**Problem description**
Put the lines of the listing into a numbered list, starting with the line that contains "Every instance of the exhaust" and going on through the line that contains "x=296, y=119", both included. Leave out blank lines.

## BEGIN Given records

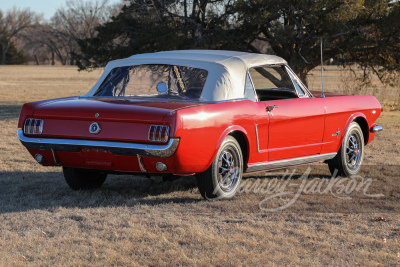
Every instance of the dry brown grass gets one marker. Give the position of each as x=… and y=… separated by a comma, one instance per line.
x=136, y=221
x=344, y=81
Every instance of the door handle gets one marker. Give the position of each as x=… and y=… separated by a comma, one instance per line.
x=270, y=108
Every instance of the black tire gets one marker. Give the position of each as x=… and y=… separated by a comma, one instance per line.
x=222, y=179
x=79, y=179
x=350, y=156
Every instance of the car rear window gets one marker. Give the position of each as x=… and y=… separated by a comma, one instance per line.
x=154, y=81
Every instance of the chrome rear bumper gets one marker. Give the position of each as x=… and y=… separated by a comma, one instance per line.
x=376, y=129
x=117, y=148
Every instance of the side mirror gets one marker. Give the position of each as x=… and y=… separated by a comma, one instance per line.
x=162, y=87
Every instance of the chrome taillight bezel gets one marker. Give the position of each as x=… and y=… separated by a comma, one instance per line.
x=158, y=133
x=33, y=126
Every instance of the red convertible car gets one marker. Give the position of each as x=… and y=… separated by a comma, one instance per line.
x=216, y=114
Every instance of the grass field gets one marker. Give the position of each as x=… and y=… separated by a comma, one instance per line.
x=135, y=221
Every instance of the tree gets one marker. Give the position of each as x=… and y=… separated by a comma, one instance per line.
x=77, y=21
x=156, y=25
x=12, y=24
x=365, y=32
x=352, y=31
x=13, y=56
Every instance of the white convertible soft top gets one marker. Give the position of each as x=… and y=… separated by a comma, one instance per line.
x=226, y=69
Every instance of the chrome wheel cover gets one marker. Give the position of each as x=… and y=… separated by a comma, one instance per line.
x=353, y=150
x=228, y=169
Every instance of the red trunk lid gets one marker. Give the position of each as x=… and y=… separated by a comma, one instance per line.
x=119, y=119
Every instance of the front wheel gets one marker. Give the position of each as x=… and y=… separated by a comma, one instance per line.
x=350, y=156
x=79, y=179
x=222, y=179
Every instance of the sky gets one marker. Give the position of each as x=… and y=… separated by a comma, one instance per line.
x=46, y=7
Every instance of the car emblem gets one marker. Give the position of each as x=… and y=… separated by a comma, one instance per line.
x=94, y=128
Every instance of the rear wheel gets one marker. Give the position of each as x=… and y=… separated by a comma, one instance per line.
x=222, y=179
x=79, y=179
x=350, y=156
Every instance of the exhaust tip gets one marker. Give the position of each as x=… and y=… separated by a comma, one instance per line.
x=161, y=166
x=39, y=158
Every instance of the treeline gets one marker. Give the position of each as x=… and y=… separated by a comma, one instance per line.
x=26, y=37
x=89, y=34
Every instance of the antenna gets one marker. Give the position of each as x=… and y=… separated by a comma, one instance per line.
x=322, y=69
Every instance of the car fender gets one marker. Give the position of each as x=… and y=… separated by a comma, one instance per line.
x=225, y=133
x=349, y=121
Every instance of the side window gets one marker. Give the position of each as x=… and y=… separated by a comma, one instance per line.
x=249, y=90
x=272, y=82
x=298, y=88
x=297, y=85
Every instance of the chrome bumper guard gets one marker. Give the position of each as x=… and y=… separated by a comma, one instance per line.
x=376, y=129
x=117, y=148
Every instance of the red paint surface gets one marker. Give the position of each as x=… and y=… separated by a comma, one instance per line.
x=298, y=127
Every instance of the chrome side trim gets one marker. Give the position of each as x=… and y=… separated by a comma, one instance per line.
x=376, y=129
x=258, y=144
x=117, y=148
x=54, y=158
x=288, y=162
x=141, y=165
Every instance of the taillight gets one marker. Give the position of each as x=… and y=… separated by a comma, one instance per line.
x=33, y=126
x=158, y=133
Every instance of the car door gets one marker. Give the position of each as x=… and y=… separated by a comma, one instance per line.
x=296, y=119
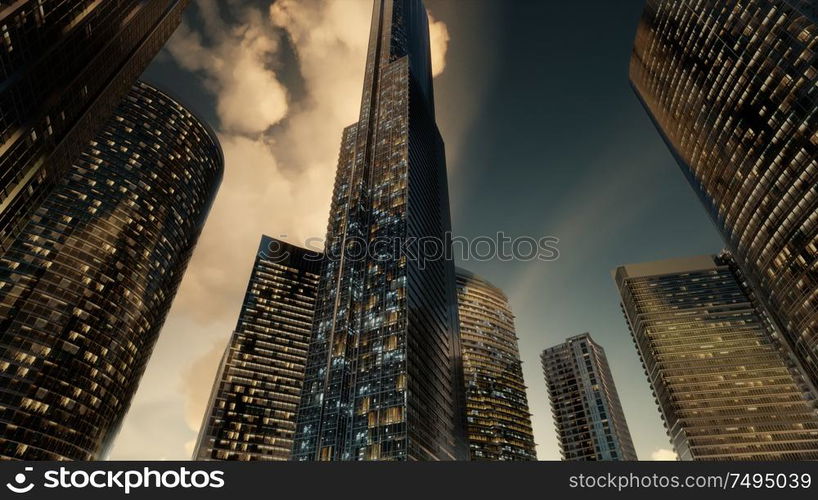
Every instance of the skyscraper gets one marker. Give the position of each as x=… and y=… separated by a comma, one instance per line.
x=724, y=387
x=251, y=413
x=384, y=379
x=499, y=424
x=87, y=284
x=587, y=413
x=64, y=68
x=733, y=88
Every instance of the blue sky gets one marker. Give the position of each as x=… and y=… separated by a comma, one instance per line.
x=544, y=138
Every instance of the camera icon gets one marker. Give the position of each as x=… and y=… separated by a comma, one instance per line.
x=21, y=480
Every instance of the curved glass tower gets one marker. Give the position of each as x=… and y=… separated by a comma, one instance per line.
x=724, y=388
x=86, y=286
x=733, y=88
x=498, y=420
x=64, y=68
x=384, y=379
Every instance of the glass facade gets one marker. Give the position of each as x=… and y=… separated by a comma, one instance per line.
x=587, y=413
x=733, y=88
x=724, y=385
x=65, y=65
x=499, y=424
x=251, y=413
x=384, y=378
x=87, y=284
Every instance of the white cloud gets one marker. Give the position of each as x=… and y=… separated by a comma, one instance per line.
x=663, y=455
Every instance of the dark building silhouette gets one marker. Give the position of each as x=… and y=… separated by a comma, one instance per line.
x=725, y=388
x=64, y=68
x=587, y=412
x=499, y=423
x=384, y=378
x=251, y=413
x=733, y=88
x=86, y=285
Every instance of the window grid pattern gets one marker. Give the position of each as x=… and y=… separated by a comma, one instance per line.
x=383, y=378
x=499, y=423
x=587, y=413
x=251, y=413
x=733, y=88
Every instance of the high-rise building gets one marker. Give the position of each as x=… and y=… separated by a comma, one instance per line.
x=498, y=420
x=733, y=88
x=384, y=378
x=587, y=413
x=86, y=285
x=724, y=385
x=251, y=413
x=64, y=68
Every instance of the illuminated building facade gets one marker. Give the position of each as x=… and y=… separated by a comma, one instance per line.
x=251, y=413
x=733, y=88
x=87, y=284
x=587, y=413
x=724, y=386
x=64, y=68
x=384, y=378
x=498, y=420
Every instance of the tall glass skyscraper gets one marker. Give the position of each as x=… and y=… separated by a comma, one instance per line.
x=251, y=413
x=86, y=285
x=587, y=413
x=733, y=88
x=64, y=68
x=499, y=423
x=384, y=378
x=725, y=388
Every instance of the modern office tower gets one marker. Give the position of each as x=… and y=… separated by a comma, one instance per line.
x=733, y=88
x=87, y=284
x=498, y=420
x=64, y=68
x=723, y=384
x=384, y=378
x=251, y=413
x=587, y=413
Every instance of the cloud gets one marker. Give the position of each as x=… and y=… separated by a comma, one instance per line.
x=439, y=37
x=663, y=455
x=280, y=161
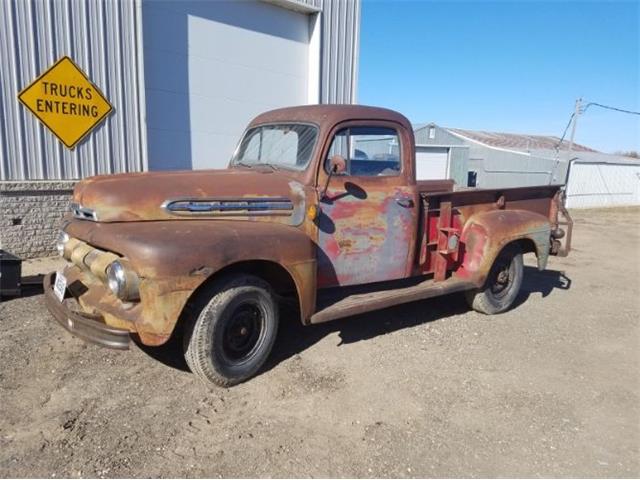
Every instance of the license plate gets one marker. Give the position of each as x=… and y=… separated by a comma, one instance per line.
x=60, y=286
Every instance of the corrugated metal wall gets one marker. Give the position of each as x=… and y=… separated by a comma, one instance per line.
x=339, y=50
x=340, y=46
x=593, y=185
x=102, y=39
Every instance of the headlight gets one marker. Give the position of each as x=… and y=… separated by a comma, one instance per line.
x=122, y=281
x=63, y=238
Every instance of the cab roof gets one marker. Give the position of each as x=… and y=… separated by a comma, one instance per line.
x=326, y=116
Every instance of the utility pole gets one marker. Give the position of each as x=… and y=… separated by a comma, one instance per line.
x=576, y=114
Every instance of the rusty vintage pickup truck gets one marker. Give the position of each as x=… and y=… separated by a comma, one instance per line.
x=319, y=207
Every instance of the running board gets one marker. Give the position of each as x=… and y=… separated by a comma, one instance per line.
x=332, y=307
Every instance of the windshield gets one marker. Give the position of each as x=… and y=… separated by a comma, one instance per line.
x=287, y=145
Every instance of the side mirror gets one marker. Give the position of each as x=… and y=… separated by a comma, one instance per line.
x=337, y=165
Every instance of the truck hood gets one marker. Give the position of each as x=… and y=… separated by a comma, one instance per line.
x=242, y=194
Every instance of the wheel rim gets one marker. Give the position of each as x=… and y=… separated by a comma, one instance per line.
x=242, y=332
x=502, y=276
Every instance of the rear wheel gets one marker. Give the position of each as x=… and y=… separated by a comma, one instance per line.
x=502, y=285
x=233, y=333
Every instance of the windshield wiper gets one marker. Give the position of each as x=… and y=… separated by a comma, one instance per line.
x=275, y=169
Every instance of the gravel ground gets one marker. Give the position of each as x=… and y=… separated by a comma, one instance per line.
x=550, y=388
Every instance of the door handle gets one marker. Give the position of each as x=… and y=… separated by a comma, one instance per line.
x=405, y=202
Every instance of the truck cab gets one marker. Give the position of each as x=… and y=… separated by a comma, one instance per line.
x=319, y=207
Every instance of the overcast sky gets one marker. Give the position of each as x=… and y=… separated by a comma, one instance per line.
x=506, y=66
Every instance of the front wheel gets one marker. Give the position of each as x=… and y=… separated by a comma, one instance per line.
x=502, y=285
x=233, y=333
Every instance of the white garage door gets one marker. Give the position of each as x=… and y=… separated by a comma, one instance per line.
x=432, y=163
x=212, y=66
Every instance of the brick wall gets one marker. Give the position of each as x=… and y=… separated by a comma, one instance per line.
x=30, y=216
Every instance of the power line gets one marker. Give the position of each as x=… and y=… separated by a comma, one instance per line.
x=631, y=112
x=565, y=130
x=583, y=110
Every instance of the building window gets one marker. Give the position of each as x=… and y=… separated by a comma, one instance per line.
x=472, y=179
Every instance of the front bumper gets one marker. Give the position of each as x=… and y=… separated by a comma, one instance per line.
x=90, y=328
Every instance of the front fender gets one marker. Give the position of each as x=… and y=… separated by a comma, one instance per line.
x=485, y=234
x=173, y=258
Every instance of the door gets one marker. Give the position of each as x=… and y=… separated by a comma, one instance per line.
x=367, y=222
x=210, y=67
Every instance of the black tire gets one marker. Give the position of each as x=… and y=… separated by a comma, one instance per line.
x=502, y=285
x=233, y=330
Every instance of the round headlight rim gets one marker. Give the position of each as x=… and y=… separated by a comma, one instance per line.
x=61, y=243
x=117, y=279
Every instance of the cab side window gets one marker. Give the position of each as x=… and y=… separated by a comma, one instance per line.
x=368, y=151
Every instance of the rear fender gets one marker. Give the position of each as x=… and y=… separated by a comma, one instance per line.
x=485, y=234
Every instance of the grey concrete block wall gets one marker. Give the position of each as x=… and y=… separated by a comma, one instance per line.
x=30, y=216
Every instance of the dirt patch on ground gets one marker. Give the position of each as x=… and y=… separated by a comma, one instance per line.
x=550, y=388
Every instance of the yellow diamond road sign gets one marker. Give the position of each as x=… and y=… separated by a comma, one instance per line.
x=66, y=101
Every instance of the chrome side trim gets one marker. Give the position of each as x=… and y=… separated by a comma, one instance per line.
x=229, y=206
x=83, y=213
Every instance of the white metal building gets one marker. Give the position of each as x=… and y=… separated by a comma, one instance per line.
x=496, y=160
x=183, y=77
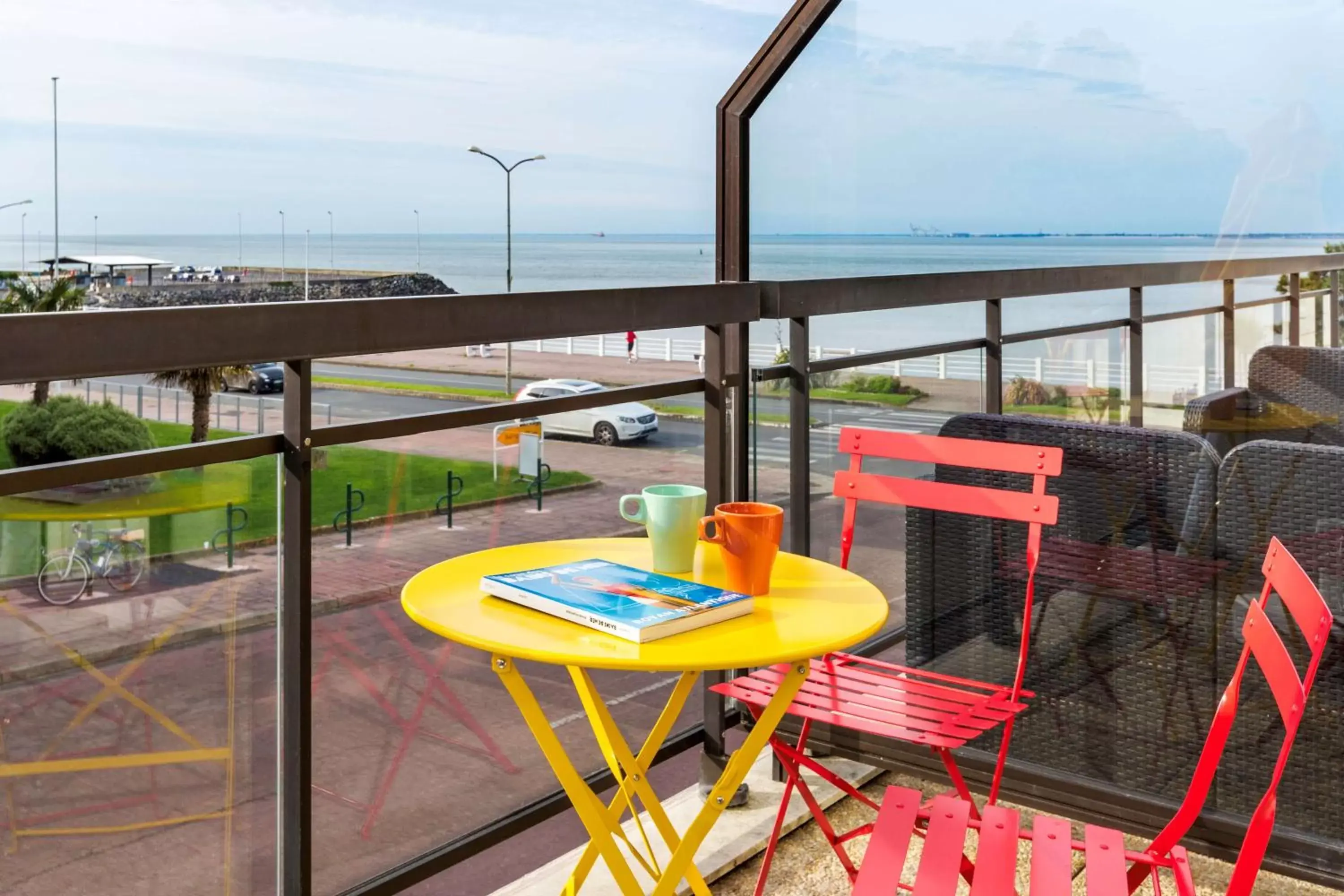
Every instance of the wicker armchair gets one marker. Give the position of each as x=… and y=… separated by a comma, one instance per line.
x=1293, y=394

## END Given records

**Result below**
1. Every instance of the exhaust tip gets one marker. Give the position of each as x=… and y=… separated by a comma, one instance per line.
2. x=161, y=166
3. x=39, y=158
4. Every instance of the treeline gets one marker. Give the position of each as x=… and y=… separated by a comma, one instance per line.
5. x=26, y=37
6. x=89, y=34
7. Every instance of the antenna gets one marker. Give the position of each as x=… and y=… separated by a comma, one instance per line.
8. x=322, y=69
9. Every instance of the car fender gets one marker. Give the position of each as x=… and y=… separated by a comma, one instance per line.
10. x=225, y=133
11. x=349, y=121
12. Every instance of the side window gets one marker. Give the position of each as x=… and y=… separated by a comma, one instance per line.
13. x=249, y=90
14. x=272, y=82
15. x=298, y=88
16. x=297, y=85
17. Every instance of the chrome bumper guard gets one marker. Give the position of each as x=… and y=… separated by a comma, one instance per line.
18. x=376, y=129
19. x=117, y=148
20. Every instance of the red paint surface gets one marker. Give the position of each as x=… and y=… separated by a comma, one instance per line.
21. x=298, y=127
22. Every instance of the chrome side trim gets one marker. Give the position of each as x=… and y=… separated by a comma, one instance per line.
23. x=376, y=129
24. x=258, y=144
25. x=117, y=148
26. x=54, y=158
27. x=288, y=162
28. x=141, y=165
29. Every instance of the taillight gets one marker. Give the position of each as x=… and y=… separated by a comma, one instance per line.
30. x=33, y=126
31. x=158, y=133
32. Every instance of the car door gets one marker. Give the position of each as x=… and y=… separated by a comma, one instance per line.
33. x=296, y=119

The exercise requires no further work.